WORK ITEM
Restate word for word every line from the one containing "x=122, y=378" to the last line of the records below.

EXERCISE INPUTS
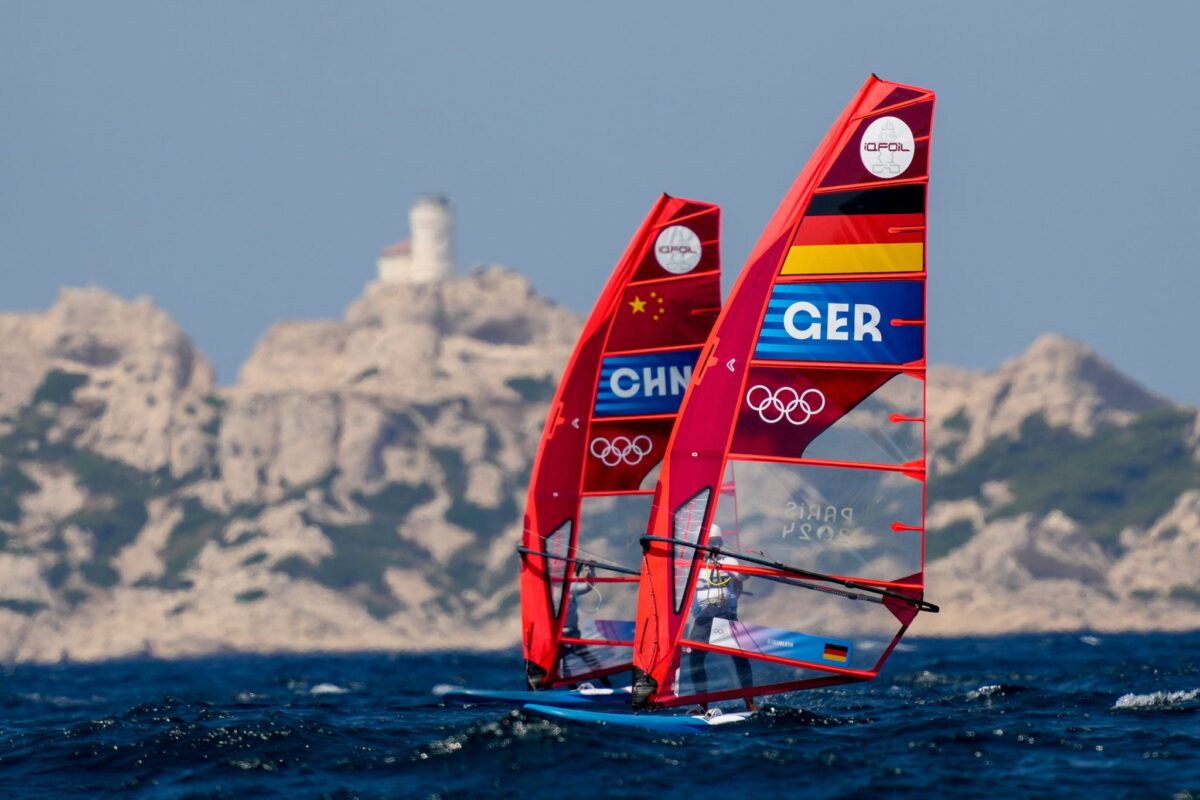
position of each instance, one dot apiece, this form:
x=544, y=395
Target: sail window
x=687, y=523
x=556, y=557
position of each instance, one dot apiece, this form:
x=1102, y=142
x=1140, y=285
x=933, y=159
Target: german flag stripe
x=906, y=198
x=843, y=259
x=835, y=653
x=862, y=229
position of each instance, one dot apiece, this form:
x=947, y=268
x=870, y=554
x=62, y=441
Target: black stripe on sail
x=906, y=198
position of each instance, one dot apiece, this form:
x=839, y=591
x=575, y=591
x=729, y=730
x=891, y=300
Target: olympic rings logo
x=785, y=403
x=622, y=450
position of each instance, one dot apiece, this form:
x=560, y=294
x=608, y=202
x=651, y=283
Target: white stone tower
x=429, y=256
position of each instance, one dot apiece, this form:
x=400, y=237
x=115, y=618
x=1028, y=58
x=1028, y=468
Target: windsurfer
x=581, y=585
x=717, y=597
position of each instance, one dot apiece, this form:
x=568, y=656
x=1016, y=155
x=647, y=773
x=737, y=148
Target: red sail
x=606, y=433
x=801, y=438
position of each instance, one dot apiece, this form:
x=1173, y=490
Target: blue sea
x=1027, y=716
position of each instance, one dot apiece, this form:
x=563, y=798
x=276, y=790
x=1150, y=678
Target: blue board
x=655, y=722
x=573, y=697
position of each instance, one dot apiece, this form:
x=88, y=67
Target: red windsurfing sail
x=785, y=548
x=606, y=432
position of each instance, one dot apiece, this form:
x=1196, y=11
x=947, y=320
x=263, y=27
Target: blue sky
x=244, y=162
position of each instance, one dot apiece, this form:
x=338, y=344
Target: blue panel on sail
x=844, y=322
x=651, y=383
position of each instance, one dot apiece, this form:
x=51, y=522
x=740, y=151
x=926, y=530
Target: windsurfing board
x=555, y=697
x=658, y=722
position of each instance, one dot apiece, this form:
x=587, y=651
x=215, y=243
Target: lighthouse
x=429, y=256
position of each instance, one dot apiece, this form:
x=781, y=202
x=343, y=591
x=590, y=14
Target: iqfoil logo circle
x=887, y=146
x=677, y=250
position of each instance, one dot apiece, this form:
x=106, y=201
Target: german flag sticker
x=838, y=653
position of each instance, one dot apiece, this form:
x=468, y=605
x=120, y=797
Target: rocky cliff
x=361, y=485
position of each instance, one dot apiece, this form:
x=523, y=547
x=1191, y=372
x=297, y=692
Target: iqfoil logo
x=677, y=250
x=887, y=146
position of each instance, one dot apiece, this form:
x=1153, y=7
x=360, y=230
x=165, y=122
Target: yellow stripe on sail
x=839, y=259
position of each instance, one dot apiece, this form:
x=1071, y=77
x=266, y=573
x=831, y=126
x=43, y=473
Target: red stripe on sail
x=862, y=229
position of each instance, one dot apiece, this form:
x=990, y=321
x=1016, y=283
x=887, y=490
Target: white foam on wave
x=1156, y=699
x=328, y=689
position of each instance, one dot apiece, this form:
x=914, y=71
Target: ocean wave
x=1157, y=701
x=328, y=689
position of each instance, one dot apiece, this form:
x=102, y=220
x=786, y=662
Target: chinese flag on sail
x=667, y=313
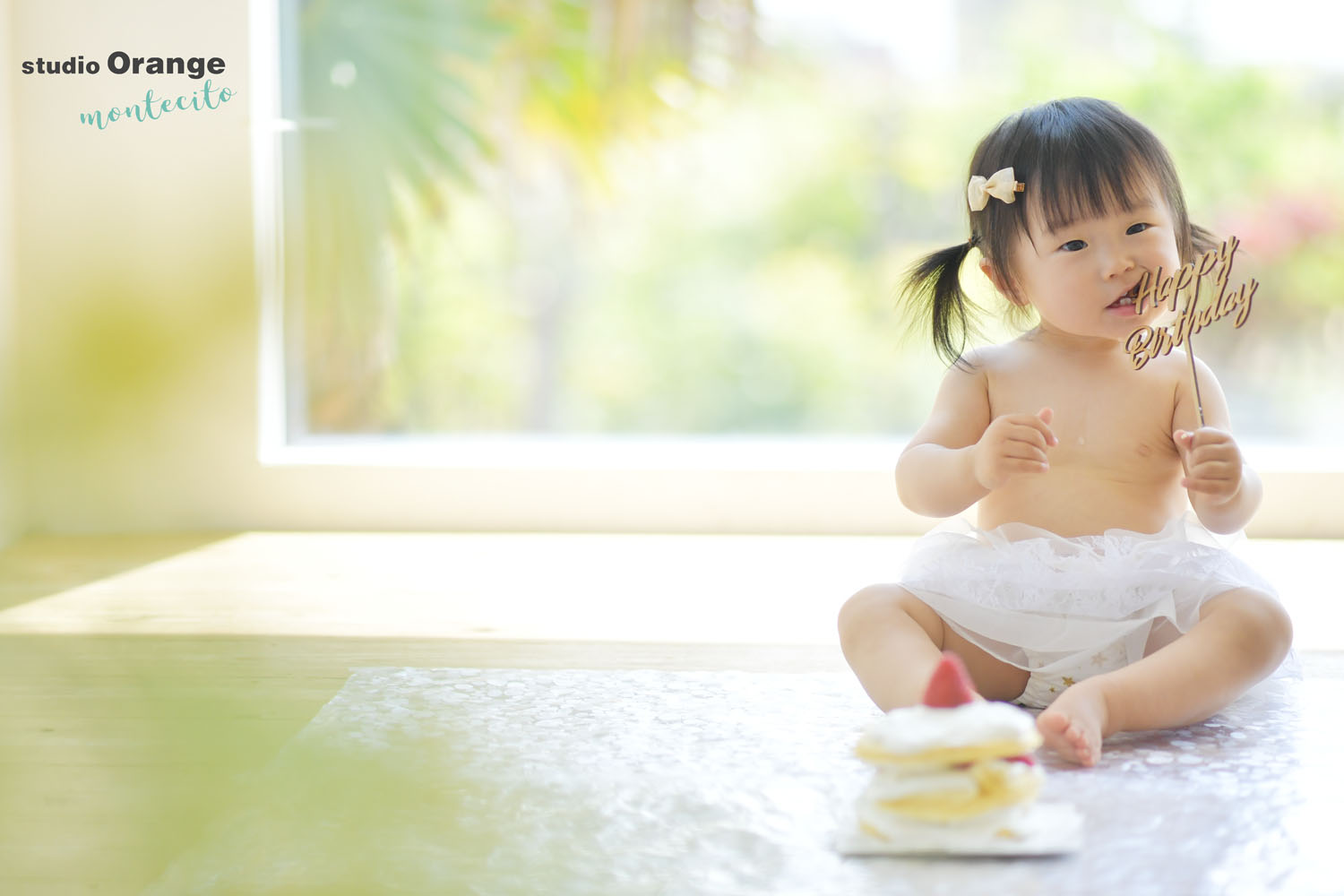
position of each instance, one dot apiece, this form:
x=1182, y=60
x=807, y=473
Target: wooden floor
x=142, y=676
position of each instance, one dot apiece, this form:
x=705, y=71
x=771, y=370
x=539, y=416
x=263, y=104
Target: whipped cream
x=919, y=728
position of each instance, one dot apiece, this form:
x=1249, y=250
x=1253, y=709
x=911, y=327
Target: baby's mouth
x=1128, y=298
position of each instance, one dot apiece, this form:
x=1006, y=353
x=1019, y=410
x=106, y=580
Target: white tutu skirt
x=1072, y=606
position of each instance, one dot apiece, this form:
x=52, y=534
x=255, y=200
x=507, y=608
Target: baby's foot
x=1074, y=724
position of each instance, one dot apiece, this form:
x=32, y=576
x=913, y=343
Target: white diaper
x=1067, y=608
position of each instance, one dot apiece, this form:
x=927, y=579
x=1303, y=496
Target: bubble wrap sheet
x=505, y=780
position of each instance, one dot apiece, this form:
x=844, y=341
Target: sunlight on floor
x=564, y=587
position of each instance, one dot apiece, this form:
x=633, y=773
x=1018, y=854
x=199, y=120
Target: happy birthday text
x=1148, y=343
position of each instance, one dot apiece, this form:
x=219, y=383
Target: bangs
x=1085, y=185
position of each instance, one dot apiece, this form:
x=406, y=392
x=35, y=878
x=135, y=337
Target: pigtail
x=933, y=292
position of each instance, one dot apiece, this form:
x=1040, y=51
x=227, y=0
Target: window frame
x=617, y=482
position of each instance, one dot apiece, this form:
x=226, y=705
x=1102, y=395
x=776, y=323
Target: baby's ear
x=996, y=279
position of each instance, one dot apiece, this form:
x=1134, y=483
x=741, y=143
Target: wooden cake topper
x=1148, y=343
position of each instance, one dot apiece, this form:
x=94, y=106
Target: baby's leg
x=892, y=641
x=1241, y=637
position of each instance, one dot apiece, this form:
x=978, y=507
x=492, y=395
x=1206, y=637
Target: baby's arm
x=959, y=455
x=1222, y=487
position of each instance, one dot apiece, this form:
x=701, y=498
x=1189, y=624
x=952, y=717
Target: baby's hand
x=1212, y=462
x=1013, y=444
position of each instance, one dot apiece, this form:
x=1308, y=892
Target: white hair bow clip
x=1000, y=185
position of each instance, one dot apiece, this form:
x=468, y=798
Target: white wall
x=11, y=478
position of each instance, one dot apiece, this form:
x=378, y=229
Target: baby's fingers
x=1032, y=435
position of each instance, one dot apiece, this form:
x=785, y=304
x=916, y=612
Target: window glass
x=672, y=217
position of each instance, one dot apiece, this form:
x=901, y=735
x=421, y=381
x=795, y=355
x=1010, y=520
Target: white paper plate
x=1039, y=829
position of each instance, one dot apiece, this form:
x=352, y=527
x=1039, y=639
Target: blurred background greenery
x=639, y=217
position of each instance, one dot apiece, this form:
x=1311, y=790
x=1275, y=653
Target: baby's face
x=1078, y=279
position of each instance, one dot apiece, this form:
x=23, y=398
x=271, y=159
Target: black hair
x=1078, y=159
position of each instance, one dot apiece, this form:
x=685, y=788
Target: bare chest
x=1117, y=427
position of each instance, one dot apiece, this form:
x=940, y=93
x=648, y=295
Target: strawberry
x=949, y=685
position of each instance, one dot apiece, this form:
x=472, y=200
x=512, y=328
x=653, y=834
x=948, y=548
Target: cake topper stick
x=1190, y=349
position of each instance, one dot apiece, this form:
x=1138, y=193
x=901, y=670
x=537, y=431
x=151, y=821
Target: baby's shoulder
x=991, y=358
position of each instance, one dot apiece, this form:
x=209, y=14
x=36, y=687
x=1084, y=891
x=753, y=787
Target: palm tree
x=405, y=102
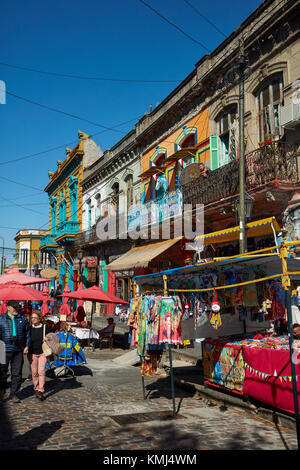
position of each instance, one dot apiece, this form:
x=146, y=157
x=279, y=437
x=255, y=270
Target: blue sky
x=119, y=39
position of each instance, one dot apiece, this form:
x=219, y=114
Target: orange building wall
x=201, y=122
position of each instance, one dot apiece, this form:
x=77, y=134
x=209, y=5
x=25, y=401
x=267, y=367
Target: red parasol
x=80, y=314
x=3, y=307
x=97, y=295
x=45, y=309
x=14, y=275
x=65, y=308
x=16, y=291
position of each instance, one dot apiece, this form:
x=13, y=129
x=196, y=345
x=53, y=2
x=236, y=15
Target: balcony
x=48, y=241
x=162, y=209
x=65, y=232
x=274, y=162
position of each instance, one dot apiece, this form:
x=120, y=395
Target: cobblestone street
x=78, y=414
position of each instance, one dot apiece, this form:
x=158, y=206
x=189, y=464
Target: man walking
x=15, y=333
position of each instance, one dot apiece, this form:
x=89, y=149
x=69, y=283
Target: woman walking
x=39, y=329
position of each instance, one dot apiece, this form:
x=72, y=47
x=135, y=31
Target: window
x=24, y=257
x=225, y=125
x=129, y=190
x=115, y=197
x=98, y=207
x=89, y=213
x=269, y=98
x=188, y=142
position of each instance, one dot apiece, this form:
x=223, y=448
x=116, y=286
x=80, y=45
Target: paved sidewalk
x=84, y=413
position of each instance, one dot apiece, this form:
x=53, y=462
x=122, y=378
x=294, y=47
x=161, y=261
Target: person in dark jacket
x=15, y=333
x=39, y=329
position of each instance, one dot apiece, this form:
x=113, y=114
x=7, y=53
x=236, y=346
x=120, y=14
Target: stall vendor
x=296, y=330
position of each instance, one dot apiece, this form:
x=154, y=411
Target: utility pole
x=243, y=228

SOLUTION TO THIS EXERCISE
x=122, y=378
x=294, y=47
x=161, y=261
Target: person in dark jacket
x=15, y=333
x=39, y=329
position of each instance, one dot apiece, this form:
x=113, y=114
x=7, y=53
x=236, y=346
x=120, y=14
Target: stall vendor
x=296, y=330
position of each instance, one dot apiece, this form:
x=154, y=411
Target: utility pole
x=243, y=228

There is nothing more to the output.